Exercise details — Output the data below exactly, images excluded.

(Annotated photo localization data)
--- START ---

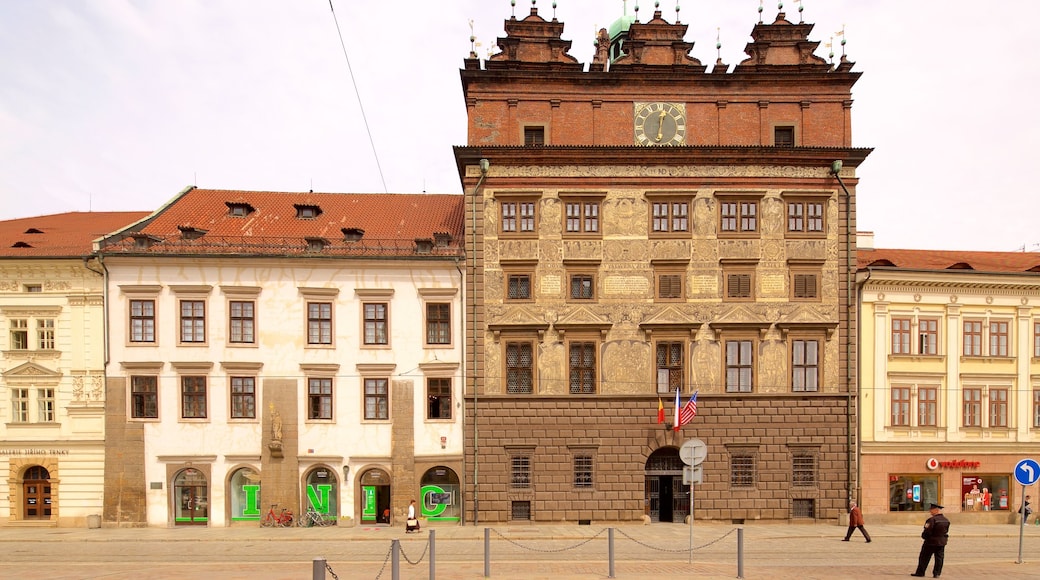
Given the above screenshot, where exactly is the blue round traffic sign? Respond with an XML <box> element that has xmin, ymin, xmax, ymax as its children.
<box><xmin>1014</xmin><ymin>459</ymin><xmax>1040</xmax><ymax>486</ymax></box>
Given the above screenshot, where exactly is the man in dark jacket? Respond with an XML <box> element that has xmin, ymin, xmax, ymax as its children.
<box><xmin>911</xmin><ymin>503</ymin><xmax>950</xmax><ymax>577</ymax></box>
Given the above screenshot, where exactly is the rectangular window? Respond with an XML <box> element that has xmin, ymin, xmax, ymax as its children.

--- END ---

Solution to this problem —
Given the above screenshot, where exactly is the blue round traffic sign? Respond with an XML <box> element that has xmin, ymin, xmax, ymax as its children.
<box><xmin>1014</xmin><ymin>459</ymin><xmax>1040</xmax><ymax>486</ymax></box>
Given the above screenshot, where exactly is the man in dark jacket? Respond with an XML <box> element that has xmin, ymin, xmax, ymax as its children.
<box><xmin>911</xmin><ymin>503</ymin><xmax>950</xmax><ymax>577</ymax></box>
Given the above screenshot, where exactly is the rectangular window? Respond with an XML <box> element that has xmin, ymin, xmax, ymax as its children.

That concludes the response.